### Problem to solve
For every line in the records below that holds "positive", make a copy.

[Stored records]
>>

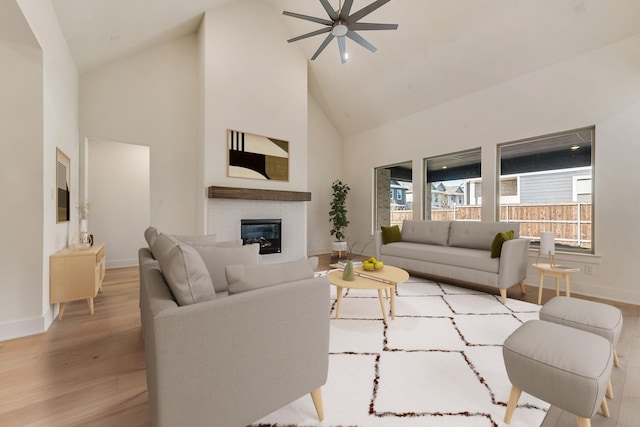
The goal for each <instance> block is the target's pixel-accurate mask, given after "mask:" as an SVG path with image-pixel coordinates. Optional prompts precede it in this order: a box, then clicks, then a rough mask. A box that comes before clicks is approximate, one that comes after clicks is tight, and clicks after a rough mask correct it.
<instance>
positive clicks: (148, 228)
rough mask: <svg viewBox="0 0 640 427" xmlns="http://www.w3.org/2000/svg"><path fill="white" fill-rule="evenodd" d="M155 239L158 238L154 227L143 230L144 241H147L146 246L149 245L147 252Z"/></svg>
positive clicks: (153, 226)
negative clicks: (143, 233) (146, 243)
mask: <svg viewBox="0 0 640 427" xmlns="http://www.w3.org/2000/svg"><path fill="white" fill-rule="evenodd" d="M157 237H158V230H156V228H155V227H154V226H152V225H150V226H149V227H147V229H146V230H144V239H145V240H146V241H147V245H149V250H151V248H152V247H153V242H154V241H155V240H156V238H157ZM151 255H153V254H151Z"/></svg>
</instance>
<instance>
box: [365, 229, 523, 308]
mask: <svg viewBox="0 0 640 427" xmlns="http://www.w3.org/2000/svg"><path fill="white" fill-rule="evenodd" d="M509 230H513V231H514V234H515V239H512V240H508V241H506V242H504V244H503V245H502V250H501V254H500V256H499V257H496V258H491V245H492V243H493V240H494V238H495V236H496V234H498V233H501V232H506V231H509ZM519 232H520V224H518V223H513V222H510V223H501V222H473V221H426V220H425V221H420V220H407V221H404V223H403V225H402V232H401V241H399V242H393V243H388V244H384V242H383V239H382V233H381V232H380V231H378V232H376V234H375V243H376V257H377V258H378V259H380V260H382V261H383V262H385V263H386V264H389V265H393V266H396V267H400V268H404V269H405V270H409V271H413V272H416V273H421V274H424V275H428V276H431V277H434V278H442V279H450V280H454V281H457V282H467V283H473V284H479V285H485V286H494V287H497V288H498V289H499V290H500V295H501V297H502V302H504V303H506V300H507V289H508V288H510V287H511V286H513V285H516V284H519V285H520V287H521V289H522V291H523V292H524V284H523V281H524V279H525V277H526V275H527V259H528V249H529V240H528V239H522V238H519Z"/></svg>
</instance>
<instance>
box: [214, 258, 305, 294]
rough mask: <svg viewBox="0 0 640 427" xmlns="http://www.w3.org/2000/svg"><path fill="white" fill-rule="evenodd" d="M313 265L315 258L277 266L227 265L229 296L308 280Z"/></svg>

<<

### Solution
positive clicks: (148, 228)
positive clicks: (153, 226)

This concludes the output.